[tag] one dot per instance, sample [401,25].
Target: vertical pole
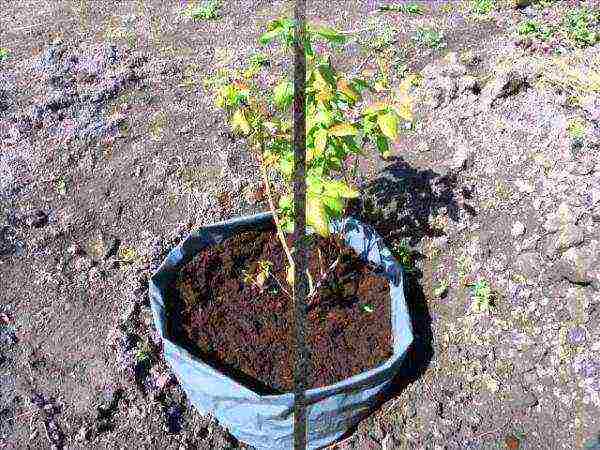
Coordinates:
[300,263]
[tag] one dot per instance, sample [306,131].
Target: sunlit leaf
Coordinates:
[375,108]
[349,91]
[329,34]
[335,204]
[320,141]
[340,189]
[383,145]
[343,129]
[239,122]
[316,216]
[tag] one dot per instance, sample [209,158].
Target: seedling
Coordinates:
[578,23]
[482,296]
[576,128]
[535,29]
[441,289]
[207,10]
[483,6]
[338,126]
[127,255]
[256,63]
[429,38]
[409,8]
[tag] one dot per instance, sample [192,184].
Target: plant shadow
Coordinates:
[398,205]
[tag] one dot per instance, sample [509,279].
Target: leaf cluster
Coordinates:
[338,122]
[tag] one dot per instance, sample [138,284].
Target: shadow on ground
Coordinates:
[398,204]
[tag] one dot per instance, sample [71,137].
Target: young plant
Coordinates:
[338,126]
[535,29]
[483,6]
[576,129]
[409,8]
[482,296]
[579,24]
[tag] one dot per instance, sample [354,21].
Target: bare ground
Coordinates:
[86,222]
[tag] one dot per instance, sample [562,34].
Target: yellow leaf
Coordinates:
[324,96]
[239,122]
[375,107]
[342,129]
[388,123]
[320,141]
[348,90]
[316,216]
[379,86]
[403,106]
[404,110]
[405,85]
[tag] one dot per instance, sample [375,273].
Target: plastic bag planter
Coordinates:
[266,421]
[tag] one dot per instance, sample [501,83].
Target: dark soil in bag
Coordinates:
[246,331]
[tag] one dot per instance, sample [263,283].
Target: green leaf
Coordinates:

******************************

Quote, without alteration, the final stretch of the entries: the line with "Target: bare ground" onward to the last line.

Target: bare ground
Coordinates:
[86,222]
[tag] one dot per instance, sample [562,34].
Target: yellow leaf
Coordinates:
[324,96]
[239,122]
[375,107]
[342,129]
[388,123]
[320,141]
[348,90]
[316,216]
[379,86]
[403,106]
[404,110]
[405,85]
[tag] one dot per instance, sample [375,273].
Target: plastic bag planter
Coordinates:
[266,421]
[tag] one dot per instance, sample [501,83].
Target: dark soil in bag
Coordinates:
[246,331]
[tag] one dot per instance, sample [263,283].
Target: green leaf
Coordinates:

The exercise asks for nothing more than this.